What to work on>
Edit the entries below so that every "photograph" becomes "image", with everything else unchanged. Leave the pictures out of your version.
==== Rows ====
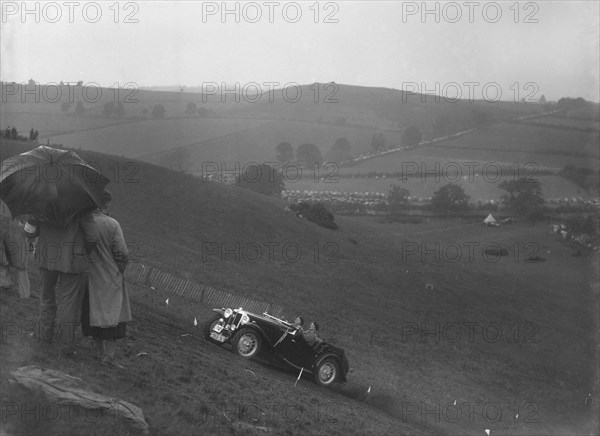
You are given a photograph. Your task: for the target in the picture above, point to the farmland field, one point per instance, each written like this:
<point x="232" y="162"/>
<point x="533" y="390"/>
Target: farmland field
<point x="504" y="144"/>
<point x="146" y="137"/>
<point x="480" y="189"/>
<point x="259" y="143"/>
<point x="50" y="124"/>
<point x="574" y="123"/>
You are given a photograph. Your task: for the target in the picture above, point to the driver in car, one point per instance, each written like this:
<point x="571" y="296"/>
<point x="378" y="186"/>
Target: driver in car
<point x="298" y="323"/>
<point x="311" y="335"/>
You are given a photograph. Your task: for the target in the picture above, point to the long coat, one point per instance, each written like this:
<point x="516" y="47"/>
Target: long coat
<point x="109" y="300"/>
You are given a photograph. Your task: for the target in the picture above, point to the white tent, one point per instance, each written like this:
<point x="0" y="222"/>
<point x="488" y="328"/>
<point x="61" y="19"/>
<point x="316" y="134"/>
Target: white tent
<point x="490" y="220"/>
====
Final answer>
You are given a image. Your task: for the target in the picture above, point to the farmland field, one point per instance, each written like this:
<point x="232" y="162"/>
<point x="533" y="390"/>
Target: farmland field
<point x="504" y="144"/>
<point x="146" y="137"/>
<point x="480" y="189"/>
<point x="259" y="143"/>
<point x="50" y="124"/>
<point x="574" y="123"/>
You are given a image. Your task: for the target in the picture above, point to the driver in car, one point per instance, each written like this:
<point x="571" y="296"/>
<point x="378" y="186"/>
Target: driver in car
<point x="298" y="323"/>
<point x="311" y="335"/>
You are given a image. Your task: for the target in the picture above, point to the long coat, one point per instance, each written like this:
<point x="516" y="47"/>
Target: long coat
<point x="109" y="300"/>
You are given a image. Your task: for the target in the picture above, point to the white tent, one point per instance, each written like this:
<point x="0" y="222"/>
<point x="488" y="328"/>
<point x="61" y="19"/>
<point x="316" y="134"/>
Target: white tent
<point x="490" y="220"/>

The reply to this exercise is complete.